In the passage about the AWD program, how many people were on the small team assembled late to produce a ship estimate for the Spanish option?

READING PASSAGE →

============================================================

However, according to sources close to the program at the time, while more than $200 million invested by the DMO in risk reduction achieved worthwhile outcomes around the Aegis-based combat system, from a ship point of view attention was very much focused on the US design which was still a work in progress.

“Up to 500 people were working on the Evolved design – which was really a new design – a contract design for that ship was being prepared, and that’s where a lot of the Sea 4000 Phase 2 money went,” one informed source stated.

“Then people got nervous, they wanted an off-the-shelf design for comparison for Second Pass and it needed to be costed, so late in the piece a small team was put together – only 40 people – to do a ship estimate for the Spanish option.”

DMO’s Thorne separately told ADM he had received the impression anecdotally that the Evolved Design was the frontrunner “then it was realised it was going to be too complex, too expensive, and it fell out of favour overnight”.

Credit: ASC

Credit: ASC

Rod Equid, Alliance chief executive, referred to Warren King, then DMO’s AWD program manager, as commenting on a conspiracy of optimism.

“People believed the design was going to be built to print and be perfect, the combat system changes weren’t going to have any impact, having a nice new shipyard would compensate for a new organisation and any difficulties for the first-of-class,” Equid told ADM.

Costings flawed

According to other program sources, costings for the Australian build were not based on any advice from Navantia. This resulted in flaws in the intended delivery schedule and early cost estimates, thus setting an unrealistic base for judging subsequent performance. The differences in shipbuilding cultures, styles and technologies between Navantia’s shipyards and those in Australia were not recognised.

Illustrating tensions between the DMO and ASC in addition to those between ASC and Raytheon, Thorne said it was impossible to overstate the DMO’s frustration with the slow rate of ASC reform and its interpretation of the gain/pain mechanism of the Alliance as cost-plus.


"Future projects should therefore see three or four leading designers of relevant platforms selected for competitive funded project definition studies, followed by a Request for Tender (RfT)."


While not addressing these remarks directly, Equid noted it was the warnings of cost overruns and schedule delays delivered to the DMO and government by ASC and Raytheon that had resulted, at least in part, in the so-called Winter/White review by former US Navy Secretary Don Winter and Australian industrialist John White, a former head of the successful ANZAC frigate program of the 1990s.

============================================================

ENTRIES PROVIDED →
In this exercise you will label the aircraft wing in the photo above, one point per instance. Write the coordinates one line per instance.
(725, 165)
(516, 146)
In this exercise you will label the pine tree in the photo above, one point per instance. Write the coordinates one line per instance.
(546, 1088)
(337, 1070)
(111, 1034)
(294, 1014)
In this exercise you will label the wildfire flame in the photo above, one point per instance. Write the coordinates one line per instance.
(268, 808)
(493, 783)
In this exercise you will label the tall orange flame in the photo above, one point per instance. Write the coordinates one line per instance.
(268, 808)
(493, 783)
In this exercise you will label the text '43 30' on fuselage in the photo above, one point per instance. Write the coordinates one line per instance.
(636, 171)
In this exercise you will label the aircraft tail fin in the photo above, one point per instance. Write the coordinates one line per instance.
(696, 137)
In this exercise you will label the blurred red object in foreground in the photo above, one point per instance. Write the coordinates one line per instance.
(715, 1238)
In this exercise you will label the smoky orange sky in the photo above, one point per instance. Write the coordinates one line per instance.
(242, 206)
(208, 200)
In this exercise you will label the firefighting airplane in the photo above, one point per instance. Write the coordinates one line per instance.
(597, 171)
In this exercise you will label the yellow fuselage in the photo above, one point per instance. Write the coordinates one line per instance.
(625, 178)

============================================================

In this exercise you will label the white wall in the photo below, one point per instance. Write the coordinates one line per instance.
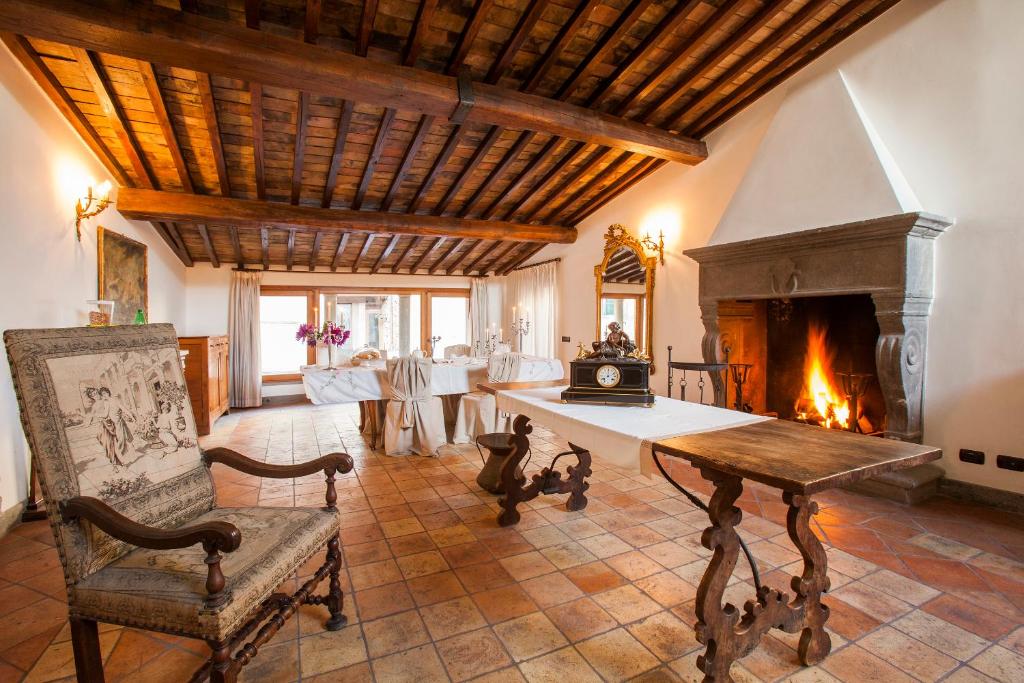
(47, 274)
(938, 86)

============================================================

WRITTEN RESPONSE → Only 40 people.